● Document section
====

The batch function provides better performance than individual parsing when processing multiple files, as it reduces the overhead of repeated function calls.

API Reference

Functions

parse_mmcif(filepath: str, as_dataclass: bool = False) -> dict | MmcifData | dict[str, dict] | dict[str, MmcifData]

Parse an mmCIF file or files matching a glob pattern.

  • filepath: Path to mmCIF file or glob pattern
  • as_dataclass: If True, returns MmcifData dataclass(es) with dot notation access
  • Returns:
    • Single file + dict: Dictionary with 'atoms' key
    • Single file + dataclass: MmcifData instance
    • Glob pattern + dict: Dictionary mapping file paths to parsed data
    • Glob pattern + dataclass: Dictionary mapping file paths to MmcifData instances
  • Supports wildcards: * (any characters), ? (single character), ** (recursive)

parse_mmcif_batch(filepaths: list[str] | str, as_dataclass: bool = False) -> list[dict] | list[MmcifData] | dict[str, dict] | dict[str, MmcifData]

Parse multiple mmCIF files in a single operation.

====

● Supplied entries
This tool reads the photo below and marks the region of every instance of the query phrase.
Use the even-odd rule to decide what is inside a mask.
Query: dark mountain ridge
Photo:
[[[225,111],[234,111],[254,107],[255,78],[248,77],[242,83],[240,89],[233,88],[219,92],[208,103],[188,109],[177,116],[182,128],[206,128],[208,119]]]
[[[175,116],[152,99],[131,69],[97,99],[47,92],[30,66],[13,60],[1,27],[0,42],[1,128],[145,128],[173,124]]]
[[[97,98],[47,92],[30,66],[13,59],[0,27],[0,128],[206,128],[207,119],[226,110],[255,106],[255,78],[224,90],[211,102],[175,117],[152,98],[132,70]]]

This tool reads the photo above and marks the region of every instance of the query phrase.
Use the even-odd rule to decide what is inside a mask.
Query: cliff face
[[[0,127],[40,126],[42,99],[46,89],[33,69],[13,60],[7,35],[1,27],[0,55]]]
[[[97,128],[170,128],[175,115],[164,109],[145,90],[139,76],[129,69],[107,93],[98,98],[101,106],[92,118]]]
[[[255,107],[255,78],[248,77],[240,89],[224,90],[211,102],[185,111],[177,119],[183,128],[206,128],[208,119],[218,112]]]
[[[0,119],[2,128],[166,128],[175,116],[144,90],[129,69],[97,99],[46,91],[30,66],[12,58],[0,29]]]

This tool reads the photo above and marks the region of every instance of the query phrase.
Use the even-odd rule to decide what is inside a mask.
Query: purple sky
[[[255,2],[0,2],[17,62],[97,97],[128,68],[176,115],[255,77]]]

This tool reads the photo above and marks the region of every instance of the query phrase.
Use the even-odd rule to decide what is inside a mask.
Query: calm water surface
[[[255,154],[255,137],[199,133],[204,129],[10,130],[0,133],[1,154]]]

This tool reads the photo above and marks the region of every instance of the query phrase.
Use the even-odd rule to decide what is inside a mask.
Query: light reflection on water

====

● Exercises to complete
(A) Copy the passage of the mmCIF API reference between "parse_mmcif(filepath: str, as_dataclass: bool" and "character), ** (recursive)", inclusive.
(B) Please count the lines of the records that contain the word "water", and give only the number.
The API reference and the records are unrelated to each other.

● Solved tasks
(A)
parse_mmcif(filepath: str, as_dataclass: bool = False) -> dict | MmcifData | dict[str, dict] | dict[str, MmcifData]

Parse an mmCIF file or files matching a glob pattern.

  • filepath: Path to mmCIF file or glob pattern
  • as_dataclass: If True, returns MmcifData dataclass(es) with dot notation access
  • Returns:
    • Single file + dict: Dictionary with 'atoms' key
    • Single file + dataclass: MmcifData instance
    • Glob pattern + dict: Dictionary mapping file paths to parsed data
    • Glob pattern + dataclass: Dictionary mapping file paths to MmcifData instances
  • Supports wildcards: * (any characters), ? (single character), ** (recursive)

(B) 2